_TASK DETAILS_. Copy out every line of the listing below word for word, changing nothing.
* * * * * * *
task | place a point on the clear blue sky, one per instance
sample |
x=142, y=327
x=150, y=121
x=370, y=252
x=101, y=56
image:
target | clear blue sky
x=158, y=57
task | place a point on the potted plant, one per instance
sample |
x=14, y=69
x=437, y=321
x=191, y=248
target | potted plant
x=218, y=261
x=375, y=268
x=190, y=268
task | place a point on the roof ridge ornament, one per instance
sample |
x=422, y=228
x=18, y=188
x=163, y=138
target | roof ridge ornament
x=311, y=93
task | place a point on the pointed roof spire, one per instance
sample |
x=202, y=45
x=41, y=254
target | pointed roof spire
* * * * * * *
_WORKED ANSWER_.
task | place a point on the clear blue sky, one per instance
sample |
x=142, y=327
x=150, y=121
x=370, y=252
x=101, y=56
image:
target | clear blue sky
x=158, y=57
task | place a point on the potted plant, one per instance
sample |
x=14, y=69
x=437, y=321
x=191, y=248
target | potted plant
x=218, y=261
x=375, y=268
x=190, y=268
task | place a point on the roof ridge ornament, one per instance
sample |
x=422, y=228
x=18, y=188
x=163, y=138
target | roof ridge ornament
x=311, y=93
task | place a point on the pointed roof spire, one per instance
sample |
x=202, y=45
x=41, y=254
target | pointed roof spire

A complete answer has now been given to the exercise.